(Task brief): For the data below, restate word for word only the lines from the line containing "Put a point on every instance of the decorative vase" through the line containing "Put a point on every instance of the wooden coffee", both ends included.

(Data):

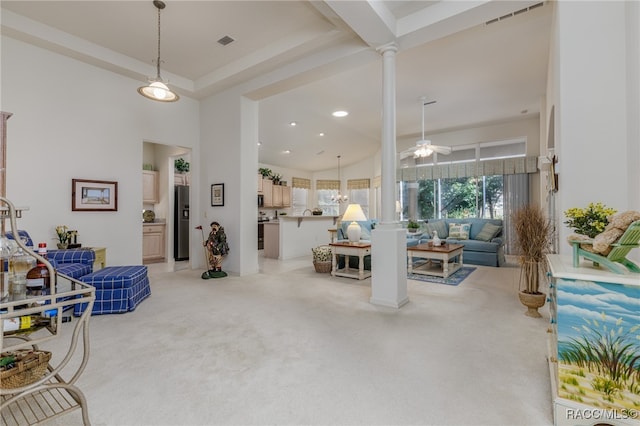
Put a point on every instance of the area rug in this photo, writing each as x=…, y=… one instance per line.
* * *
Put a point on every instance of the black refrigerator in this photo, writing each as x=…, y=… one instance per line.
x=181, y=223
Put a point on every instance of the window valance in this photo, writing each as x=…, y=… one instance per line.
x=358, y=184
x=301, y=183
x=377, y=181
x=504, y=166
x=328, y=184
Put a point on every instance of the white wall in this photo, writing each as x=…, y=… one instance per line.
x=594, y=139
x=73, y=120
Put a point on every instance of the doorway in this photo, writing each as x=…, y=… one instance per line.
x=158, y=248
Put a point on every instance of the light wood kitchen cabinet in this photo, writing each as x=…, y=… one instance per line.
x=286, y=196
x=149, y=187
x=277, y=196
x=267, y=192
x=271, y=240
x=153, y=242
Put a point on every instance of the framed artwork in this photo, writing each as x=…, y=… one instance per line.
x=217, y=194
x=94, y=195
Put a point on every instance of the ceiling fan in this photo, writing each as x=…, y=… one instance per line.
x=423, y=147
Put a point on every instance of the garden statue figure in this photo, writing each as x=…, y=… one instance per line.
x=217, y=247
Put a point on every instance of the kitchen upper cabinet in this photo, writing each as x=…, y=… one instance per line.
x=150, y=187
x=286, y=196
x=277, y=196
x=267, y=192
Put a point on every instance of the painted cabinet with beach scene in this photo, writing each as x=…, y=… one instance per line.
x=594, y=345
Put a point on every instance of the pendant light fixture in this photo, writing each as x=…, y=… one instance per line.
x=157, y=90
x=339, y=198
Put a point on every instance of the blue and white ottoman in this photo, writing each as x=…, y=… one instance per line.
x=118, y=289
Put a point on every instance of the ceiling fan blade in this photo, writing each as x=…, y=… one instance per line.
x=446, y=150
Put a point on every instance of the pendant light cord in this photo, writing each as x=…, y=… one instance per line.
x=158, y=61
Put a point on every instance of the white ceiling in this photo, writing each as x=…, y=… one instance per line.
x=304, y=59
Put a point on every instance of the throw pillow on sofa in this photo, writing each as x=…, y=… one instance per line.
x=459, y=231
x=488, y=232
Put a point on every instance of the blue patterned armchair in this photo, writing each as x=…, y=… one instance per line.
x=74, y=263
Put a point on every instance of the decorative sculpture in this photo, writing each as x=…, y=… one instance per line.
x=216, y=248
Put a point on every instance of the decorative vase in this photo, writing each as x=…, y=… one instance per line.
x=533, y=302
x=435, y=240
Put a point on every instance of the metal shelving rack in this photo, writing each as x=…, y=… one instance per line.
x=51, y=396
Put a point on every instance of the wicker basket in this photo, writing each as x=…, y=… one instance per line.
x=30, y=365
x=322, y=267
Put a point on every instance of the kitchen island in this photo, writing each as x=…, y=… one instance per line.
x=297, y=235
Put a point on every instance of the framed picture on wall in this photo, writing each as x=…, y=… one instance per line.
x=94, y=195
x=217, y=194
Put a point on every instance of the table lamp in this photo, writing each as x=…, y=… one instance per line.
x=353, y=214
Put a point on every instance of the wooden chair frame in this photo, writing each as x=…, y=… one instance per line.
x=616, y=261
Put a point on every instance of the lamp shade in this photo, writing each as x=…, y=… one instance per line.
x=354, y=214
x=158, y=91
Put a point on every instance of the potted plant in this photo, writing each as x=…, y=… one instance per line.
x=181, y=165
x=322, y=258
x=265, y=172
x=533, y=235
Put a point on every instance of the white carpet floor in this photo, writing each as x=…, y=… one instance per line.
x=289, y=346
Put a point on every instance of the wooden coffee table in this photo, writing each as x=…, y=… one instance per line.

(Completed exercise):
Put a point on every instance of the decorative vase in this photo, writing each as x=…, y=… one instance per line.
x=533, y=302
x=435, y=240
Put a point on every instance of the metal shelving rack in this photo, writing each as x=…, y=… one instance per line.
x=51, y=396
Put a point on every instance of the wicker basket in this photo, writing each as x=…, y=… one instance per line.
x=30, y=365
x=322, y=267
Put a point on every instance of the kitchen island in this photo, writing each as x=…, y=… one instance per line.
x=297, y=235
Put a point on every instance of the framed picture on wall in this photo, writing each as x=…, y=… one instance per line.
x=94, y=195
x=217, y=194
Put a point on every instance of the table lamp in this photo, writing each as x=…, y=… one instance per line.
x=353, y=214
Put a point on every instance of the wooden chair frame in this photo, writing each as x=…, y=… one instance per line.
x=616, y=261
Put a point on every instance of the lamp shade in this photo, writing each as x=…, y=… one instance per line.
x=354, y=214
x=158, y=91
Put a point on every instance of the potted plant in this photo, writing each as x=…, y=… one instance per line.
x=181, y=165
x=322, y=258
x=265, y=172
x=533, y=235
Put a point on every instance of the white carpet floor in this photo, writing each as x=…, y=… one instance per line.
x=289, y=346
Put a point on every instance of the wooden coffee table in this photo, writing each as x=…, y=… one instance per line.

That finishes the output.